GIL And Python Parallel Programing (I)

| 分类 全栈工程师  | 标签 Python 

基本概念

  • 进程

    一个进程有多个线程,进程拥有独立的内存空间,进程间通信较为方便

  • 线程

    不可划分的最小单位

  • 协程

    由某个调度程序进行控制调度

  • 阻塞非阻塞

    关注点是程序在等待调用结果(消息,返回值)时的状态,处理IO时都是阻塞和非阻塞都是同步IO,只有使用了特殊的API才是异步IO

  • 异步与同步

    关注点是消息通信机制,同步则在发出调用之后即返回结果,或者等待到这个结果。异步是在调用之后不会得到结果,被调用函数计算出结果之后会通知调用者,或者通过回调函数处理。

GIL

pass

Performance Notes

  • 多线程,多进程(单机多进程,多机多进程)
  • 多进程可以直接用multiprocess或者从shell之类启动多个python进程
  • 分布式的方式
  • 直接采用gevent的monkey patch(协程)
  • 编写扩展,ctypes编写c库,由python调用,或者编写rust扩展也行,
  • 换解释器,换成pypy解释器,据说代码运行速度可以快6.3倍,但是并不实用,好多库的实现依赖不同

并行编程(Parallel Programing)

talk is cheap, show me the demo code…

线程

MultiThread

一般来讲,直接继承自threading.Thread,即可


import threading
import time

exitFlag = 0

class mThread( threading.Thread):
    def __init__(self, threadID, name, counter):
        threading.Thread.__init__(self)

        self.threadID = threadID
        self.name = name
        self.counter = counter

    def run(self):
        print("Starting "+ self.name)
        print_time(self.name, self.counter, 5)
        print("Esxiting " + self.name)

def print_time(threadName, delay, counter):
    while counter:
        if exitFlag:
            thread.exit()
        time.sleep(delay)

        print("{} {}".format(threadName,time.ctime(time.time())))

        counter -= 1

thread1 = mThread(1, "Thread-1", 1)
thread2 = mThread(2, "Thread-2", 2)

thread1.start()
thread2.start()

print("Exiting Main Thread")       

Thread Pool

不建议使用,使用进程池吧

  • 写法一,使用concurrent模块的ThreadPool

from concurrent import ThreadPool

p = ThreadPool(4)
p.map(f,range(10))

  • 写法二,使用concurrent模块的ThreadPoolExecutor以及with

from concurrent import futures

def f(x):
    return x*x

with futures.ThreadPoolExecutor(max_workers=4) as ex:
    print(list(ex.map(f, range(10))))

_任务说明 A:_
请判断以下三项陈述是否与关于 Python 并行编程的文章相符,逐项回答"是"或"否",并原样引用文中起决定作用的语句:(i)文中称线程是不可划分的最小单位;(ii)文中建议优先使用线程池而非进程池;(iii)文中称换用 pypy 解释器后,代码运行速度据说可快 6.3 倍。
_任务说明 B:_
根据关于 Python 并行编程的文章,协程由什么进行控制调度?
_任务说明 C:_
请从关于 Python 并行编程的文章结尾处接着续写。
其后的数据行与此处内容毫无关联。

_数据摘录:_
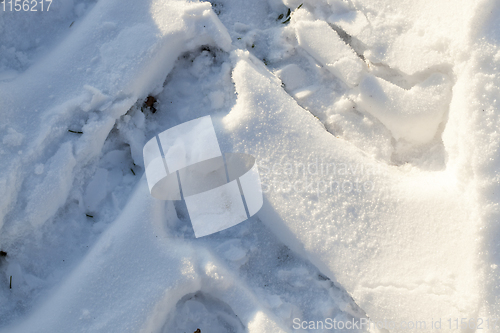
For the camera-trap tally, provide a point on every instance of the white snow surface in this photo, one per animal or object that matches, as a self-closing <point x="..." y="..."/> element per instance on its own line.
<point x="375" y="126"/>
==
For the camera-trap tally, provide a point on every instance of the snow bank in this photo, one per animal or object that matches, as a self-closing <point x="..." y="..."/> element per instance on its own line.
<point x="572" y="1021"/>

_参考答案 A:_
(i)是。「不可划分的最小单位」
(ii)否。「不建议使用,使用进程池吧」
(iii)是。「换成pypy解释器,据说代码运行速度可以快6.3倍」

_参考答案 B:_
由某个调度程序进行控制调度。

_参考答案 C:_
  • 写法三,使用gevent库的ThreadPool

# code from https://github.com/gevent/gevent/blob/master/examples/threadpool.py

import time
import gevent
from gevent.threadpool import ThreadPool


pool = ThreadPool(3)
start = time.time()
for _ in range(4):
    pool.spawn(time.sleep, 1)
gevent.wait()
delay = time.time() - start
print('Running "time.sleep(1)" 4 times with 3 threads. Should take about 2 seconds: %.3fs' % delay)

进程

MultiProcess


import multiprocessing

def worker(num):
    print("Worker: {}".format(num))

jobs = []

for i in range(5):
    p = multiprocessing.Process(target=worker,args=(i,))
    jobs.append(p)
    p.start()

ProcessPool

  • 写法一,使用multiprocessing模块的Pool

from multiprocessing import Pool
p = Pool(4)

def f(x):
    return x*x

print(p.map(f, range(10)))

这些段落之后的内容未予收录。